Directive: Please write out the text on compiling C programs word for word, between "From the command" and "C plus plus.", inclusive.

Source:
※ ※ ※
The linker program is called ld. It also gets input
from the libraries.



The output from the linker is also binary and it's ready
to be executed.


The loader is part of the operating system that loads the
binary from the disk, translates addresses, and places it
in memory.



The translated executable code is then fed into the CPU for
execution.




The program (now called a process) will continue to
execute until it receives an instruction to stop.

Step-by-Step

The commands above were really shortcuts for the entire process. Let's look at each step individually to gain a clearer understanding of what is actually taking place. Remember that the C programming language (and all of its associated tools) are case sensitive. 99% of the time, everything should be in lowercase. Exceptions will be noted below.

Step 1 - Creating/Editing the source file (`.c`):

From the command line, invoke a text editor (e.g. notepad++) and create/edit the source file:
notepad++ simple.c
Just type the code above (or copy/paste) and save the file.

Step 2 - Preprocessing the source file (`.i`):

cpp simple.c -o simple.i
The output file (simple.i) contains the original source code, plus a lot of code from the stdio.h header file. The -o option tells cpp what to name the output file. The output file, simple.i must follow immediately after the -o option. (The file extension .i is the conventional way to name a preprocessed file.)
Note: The cpp command above stands for C pre-processor, NOT C plus plus.
※ ※ ※
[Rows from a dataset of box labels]
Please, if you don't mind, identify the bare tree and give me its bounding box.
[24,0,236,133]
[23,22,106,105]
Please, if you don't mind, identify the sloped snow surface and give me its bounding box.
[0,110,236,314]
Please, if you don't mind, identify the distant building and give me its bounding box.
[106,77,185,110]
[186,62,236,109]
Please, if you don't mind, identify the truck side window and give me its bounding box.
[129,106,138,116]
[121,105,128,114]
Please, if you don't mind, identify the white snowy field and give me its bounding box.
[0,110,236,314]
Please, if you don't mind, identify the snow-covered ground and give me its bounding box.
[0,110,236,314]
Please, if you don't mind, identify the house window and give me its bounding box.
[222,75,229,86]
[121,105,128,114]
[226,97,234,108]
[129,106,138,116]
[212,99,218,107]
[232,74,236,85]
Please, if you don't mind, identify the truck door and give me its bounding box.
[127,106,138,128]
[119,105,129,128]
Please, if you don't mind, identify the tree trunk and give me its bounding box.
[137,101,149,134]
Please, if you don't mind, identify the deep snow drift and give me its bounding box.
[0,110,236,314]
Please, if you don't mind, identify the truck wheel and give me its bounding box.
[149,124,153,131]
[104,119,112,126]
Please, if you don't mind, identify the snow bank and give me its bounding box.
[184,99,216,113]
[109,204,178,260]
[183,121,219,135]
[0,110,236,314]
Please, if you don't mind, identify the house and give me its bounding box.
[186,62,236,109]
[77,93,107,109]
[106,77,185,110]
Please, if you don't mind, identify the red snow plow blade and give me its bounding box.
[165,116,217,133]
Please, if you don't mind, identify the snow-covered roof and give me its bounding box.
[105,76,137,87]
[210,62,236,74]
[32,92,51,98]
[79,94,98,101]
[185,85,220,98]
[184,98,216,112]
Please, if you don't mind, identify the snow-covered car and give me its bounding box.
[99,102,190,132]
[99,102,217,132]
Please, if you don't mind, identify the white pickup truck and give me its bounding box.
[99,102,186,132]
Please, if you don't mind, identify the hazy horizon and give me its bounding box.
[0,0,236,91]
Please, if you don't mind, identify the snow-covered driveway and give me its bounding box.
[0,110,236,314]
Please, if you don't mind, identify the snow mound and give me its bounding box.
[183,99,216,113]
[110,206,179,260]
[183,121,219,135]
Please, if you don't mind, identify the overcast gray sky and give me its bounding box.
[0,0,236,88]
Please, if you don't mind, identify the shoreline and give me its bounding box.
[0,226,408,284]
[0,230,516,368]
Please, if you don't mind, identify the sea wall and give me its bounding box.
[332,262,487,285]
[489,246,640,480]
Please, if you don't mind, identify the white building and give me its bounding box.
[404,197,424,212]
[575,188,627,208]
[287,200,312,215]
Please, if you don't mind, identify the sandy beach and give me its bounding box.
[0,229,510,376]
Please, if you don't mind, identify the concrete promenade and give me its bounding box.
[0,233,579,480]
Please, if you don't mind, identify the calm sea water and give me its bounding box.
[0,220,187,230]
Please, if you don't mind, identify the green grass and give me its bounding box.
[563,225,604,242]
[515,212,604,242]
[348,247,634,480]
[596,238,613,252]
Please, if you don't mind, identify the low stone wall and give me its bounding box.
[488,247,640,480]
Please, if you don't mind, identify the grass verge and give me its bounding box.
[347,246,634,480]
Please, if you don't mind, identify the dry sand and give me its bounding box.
※ ※ ※
Full output:
From the command line, invoke a text editor (e.g. notepad++) and create/edit the source file:
notepad++ simple.c
Just type the code above (or copy/paste) and save the file.

Step 2 - Preprocessing the source file (`.i`):

cpp simple.c -o simple.i
The output file (simple.i) contains the original source code, plus a lot of code from the stdio.h header file. The -o option tells cpp what to name the output file. The output file, simple.i must follow immediately after the -o option. (The file extension .i is the conventional way to name a preprocessed file.)
Note: The cpp command above stands for C pre-processor, NOT C plus plus.